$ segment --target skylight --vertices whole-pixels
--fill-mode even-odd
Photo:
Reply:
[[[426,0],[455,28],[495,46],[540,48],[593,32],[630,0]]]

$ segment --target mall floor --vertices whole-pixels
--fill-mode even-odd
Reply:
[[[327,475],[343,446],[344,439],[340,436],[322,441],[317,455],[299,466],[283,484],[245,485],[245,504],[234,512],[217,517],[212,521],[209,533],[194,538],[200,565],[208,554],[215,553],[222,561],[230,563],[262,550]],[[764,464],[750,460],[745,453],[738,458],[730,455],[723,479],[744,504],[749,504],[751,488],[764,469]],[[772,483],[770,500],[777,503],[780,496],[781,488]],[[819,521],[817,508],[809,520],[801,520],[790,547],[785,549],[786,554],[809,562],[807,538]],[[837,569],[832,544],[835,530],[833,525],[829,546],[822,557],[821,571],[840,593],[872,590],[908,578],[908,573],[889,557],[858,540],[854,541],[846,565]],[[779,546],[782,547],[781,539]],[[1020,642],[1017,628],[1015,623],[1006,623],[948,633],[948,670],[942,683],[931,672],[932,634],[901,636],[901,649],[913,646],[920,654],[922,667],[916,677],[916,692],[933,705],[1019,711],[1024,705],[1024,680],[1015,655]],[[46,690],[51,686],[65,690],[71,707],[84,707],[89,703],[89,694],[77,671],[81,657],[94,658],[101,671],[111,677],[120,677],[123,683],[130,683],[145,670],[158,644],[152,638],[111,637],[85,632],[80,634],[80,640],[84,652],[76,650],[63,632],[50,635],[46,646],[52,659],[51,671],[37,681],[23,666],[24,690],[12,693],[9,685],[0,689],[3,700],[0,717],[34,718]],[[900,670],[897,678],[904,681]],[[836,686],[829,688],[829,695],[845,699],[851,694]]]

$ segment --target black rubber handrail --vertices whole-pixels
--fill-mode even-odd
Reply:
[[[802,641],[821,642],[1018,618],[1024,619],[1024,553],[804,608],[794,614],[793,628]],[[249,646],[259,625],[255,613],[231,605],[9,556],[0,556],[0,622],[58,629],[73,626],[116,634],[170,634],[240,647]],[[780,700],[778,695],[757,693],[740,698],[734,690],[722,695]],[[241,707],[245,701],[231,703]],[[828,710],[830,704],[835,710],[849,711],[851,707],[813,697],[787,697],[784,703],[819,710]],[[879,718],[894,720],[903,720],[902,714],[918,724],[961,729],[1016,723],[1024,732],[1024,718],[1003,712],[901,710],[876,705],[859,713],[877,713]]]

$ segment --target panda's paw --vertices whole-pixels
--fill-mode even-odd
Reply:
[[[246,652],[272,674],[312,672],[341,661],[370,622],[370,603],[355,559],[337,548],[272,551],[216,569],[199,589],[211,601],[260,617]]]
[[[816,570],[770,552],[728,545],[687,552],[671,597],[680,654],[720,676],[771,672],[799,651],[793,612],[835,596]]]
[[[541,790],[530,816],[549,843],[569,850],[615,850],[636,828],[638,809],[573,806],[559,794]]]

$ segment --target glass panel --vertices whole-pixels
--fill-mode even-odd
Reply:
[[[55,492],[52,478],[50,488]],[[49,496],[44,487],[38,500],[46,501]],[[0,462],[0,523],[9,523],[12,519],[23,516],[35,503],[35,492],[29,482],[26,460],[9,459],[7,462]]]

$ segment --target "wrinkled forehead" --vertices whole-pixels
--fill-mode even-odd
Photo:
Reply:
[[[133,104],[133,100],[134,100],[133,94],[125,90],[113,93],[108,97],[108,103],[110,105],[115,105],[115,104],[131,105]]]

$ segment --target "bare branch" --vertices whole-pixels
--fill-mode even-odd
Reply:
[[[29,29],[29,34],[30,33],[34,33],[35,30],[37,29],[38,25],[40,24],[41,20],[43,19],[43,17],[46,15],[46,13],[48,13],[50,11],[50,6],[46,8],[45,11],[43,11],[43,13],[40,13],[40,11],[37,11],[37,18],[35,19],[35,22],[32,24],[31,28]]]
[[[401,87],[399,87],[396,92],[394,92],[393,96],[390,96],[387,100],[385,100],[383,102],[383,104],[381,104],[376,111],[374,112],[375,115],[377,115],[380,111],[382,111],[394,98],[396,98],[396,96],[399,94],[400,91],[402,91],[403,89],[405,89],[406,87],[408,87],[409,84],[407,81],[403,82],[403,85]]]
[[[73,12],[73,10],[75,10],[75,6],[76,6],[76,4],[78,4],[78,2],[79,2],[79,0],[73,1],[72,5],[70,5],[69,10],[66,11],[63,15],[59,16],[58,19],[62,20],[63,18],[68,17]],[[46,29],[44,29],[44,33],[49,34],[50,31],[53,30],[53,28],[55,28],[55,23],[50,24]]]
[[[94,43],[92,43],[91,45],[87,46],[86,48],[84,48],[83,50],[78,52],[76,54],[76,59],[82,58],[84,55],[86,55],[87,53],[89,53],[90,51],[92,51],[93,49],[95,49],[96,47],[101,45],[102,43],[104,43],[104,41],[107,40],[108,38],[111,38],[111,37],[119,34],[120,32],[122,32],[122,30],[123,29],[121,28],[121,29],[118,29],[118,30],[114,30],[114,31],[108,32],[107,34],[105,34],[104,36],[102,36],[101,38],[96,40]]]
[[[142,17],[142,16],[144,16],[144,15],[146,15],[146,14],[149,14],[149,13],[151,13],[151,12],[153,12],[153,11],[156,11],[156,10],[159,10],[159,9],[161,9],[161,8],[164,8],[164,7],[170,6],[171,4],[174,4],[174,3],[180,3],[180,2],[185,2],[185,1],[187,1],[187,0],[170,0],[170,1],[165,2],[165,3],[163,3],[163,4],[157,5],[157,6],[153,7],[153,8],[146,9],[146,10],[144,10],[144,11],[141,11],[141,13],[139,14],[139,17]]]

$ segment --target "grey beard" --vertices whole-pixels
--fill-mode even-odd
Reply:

|---|

### Exercise details
Repeat the material above exactly and in full.

### Result
$ segment --target skylight --vertices whole-pixels
--fill-mode even-odd
Photo:
Reply:
[[[426,0],[455,28],[495,46],[540,48],[593,32],[630,0]]]

$ segment --target mall floor --vertices whole-pixels
--fill-mode even-odd
Reply:
[[[327,475],[343,446],[344,439],[340,436],[322,441],[317,455],[299,466],[283,484],[245,485],[245,504],[234,512],[217,517],[212,521],[209,533],[194,538],[200,565],[208,554],[215,553],[222,561],[230,563],[262,550]],[[764,464],[750,460],[745,453],[738,458],[730,455],[723,479],[744,504],[749,504],[751,488],[764,469]],[[772,483],[770,500],[777,503],[780,496],[781,488]],[[819,521],[817,508],[809,520],[801,520],[790,547],[785,549],[786,554],[809,562],[807,538]],[[837,569],[832,544],[835,530],[833,525],[829,546],[822,557],[821,571],[840,593],[872,590],[908,578],[908,573],[889,557],[858,540],[854,541],[846,565]],[[779,546],[782,547],[781,539]],[[1020,642],[1017,628],[1015,623],[1006,623],[948,633],[948,670],[942,683],[931,672],[932,634],[901,636],[901,649],[913,646],[920,654],[922,667],[916,677],[916,692],[933,705],[1019,711],[1024,705],[1024,680],[1015,655]],[[46,690],[51,686],[65,690],[71,707],[84,707],[89,703],[89,694],[77,671],[81,657],[94,658],[101,671],[111,677],[120,677],[123,683],[130,683],[145,670],[158,644],[152,638],[111,637],[85,632],[80,634],[80,640],[84,652],[76,650],[63,632],[50,635],[46,646],[52,659],[51,671],[37,681],[23,666],[24,690],[12,693],[9,685],[0,689],[3,700],[0,717],[34,718]],[[900,670],[897,678],[904,681]],[[836,686],[829,688],[829,695],[845,699],[851,694]]]

$ segment --target black rubber handrail --vertices whole-pixels
--fill-mode even-odd
Reply:
[[[802,641],[821,642],[1018,618],[1024,619],[1024,553],[804,608],[794,614],[793,628]],[[249,646],[259,625],[255,613],[231,605],[9,556],[0,556],[0,622],[58,629],[73,626],[116,634],[170,634],[240,647]],[[780,700],[778,695],[757,693],[740,698],[734,690],[722,695]],[[241,707],[245,701],[231,703]],[[828,710],[830,704],[835,710],[849,711],[851,707],[813,697],[787,697],[784,703],[819,710]],[[879,718],[894,720],[903,720],[902,714],[918,724],[961,729],[1016,723],[1024,732],[1024,718],[1003,712],[901,710],[876,705],[859,713],[877,713]]]

$ segment --target panda's paw --vertices whole-pixels
--fill-mode even-odd
Reply:
[[[246,652],[272,674],[312,672],[341,661],[370,622],[370,603],[355,559],[337,548],[272,551],[216,569],[199,589],[211,601],[260,617]]]
[[[816,570],[770,552],[728,545],[687,552],[671,597],[680,654],[720,676],[771,672],[799,651],[793,612],[835,596]]]
[[[541,790],[530,816],[549,843],[569,850],[615,850],[636,828],[638,809],[573,806],[559,794]]]

$ segment --target glass panel --vertices whole-pixels
--fill-mode even-odd
Reply:
[[[55,492],[52,478],[50,488]],[[49,496],[44,487],[38,500],[46,501]],[[0,462],[0,523],[9,523],[12,519],[23,516],[35,503],[35,492],[29,482],[26,460],[9,459],[7,462]]]

$ segment --target "wrinkled forehead" --vertices whole-pixels
--fill-mode even-odd
Photo:
Reply:
[[[133,104],[133,100],[134,100],[133,94],[125,90],[113,93],[108,97],[108,103],[110,105],[115,105],[115,104],[131,105]]]

$ segment --target "bare branch" --vertices whole-pixels
--fill-mode even-odd
Reply:
[[[29,29],[29,34],[30,33],[34,33],[35,30],[37,29],[38,25],[40,24],[41,20],[43,19],[43,17],[46,15],[46,13],[48,13],[50,11],[50,6],[46,8],[45,11],[43,11],[43,13],[40,13],[40,11],[37,11],[37,18],[35,19],[35,22],[32,24],[31,28]]]
[[[401,87],[399,87],[396,92],[394,92],[393,96],[390,96],[387,100],[385,100],[383,102],[383,104],[381,104],[376,111],[374,112],[375,115],[377,115],[380,111],[382,111],[394,98],[396,98],[396,96],[399,94],[400,91],[402,91],[403,89],[405,89],[406,87],[408,87],[409,84],[407,81],[403,82],[403,85]]]
[[[73,12],[73,10],[75,10],[75,6],[76,6],[76,4],[78,4],[78,2],[79,2],[79,0],[73,1],[72,5],[70,5],[69,10],[66,11],[63,15],[59,16],[58,19],[62,20],[63,18],[68,17]],[[46,29],[44,29],[44,33],[49,34],[50,31],[53,30],[53,28],[55,28],[55,23],[50,24]]]
[[[94,43],[92,43],[91,45],[87,46],[86,48],[84,48],[83,50],[78,52],[76,54],[76,59],[82,58],[84,55],[86,55],[87,53],[89,53],[90,51],[92,51],[93,49],[95,49],[96,47],[101,45],[102,43],[104,43],[104,41],[107,40],[108,38],[111,38],[111,37],[119,34],[120,32],[122,32],[122,30],[123,29],[121,28],[121,29],[118,29],[118,30],[114,30],[114,31],[108,32],[107,34],[105,34],[104,36],[102,36],[101,38],[96,40]]]
[[[142,17],[142,16],[144,16],[144,15],[146,15],[146,14],[149,14],[149,13],[151,13],[151,12],[153,12],[153,11],[156,11],[156,10],[159,10],[159,9],[161,9],[161,8],[164,8],[164,7],[170,6],[171,4],[174,4],[174,3],[180,3],[180,2],[185,2],[185,1],[187,1],[187,0],[170,0],[170,1],[165,2],[165,3],[163,3],[163,4],[157,5],[157,6],[153,7],[153,8],[146,9],[146,10],[144,10],[144,11],[141,11],[141,13],[139,14],[139,17]]]

$ segment --target "grey beard" --vertices whole-pixels
--fill-mode even-odd
Reply:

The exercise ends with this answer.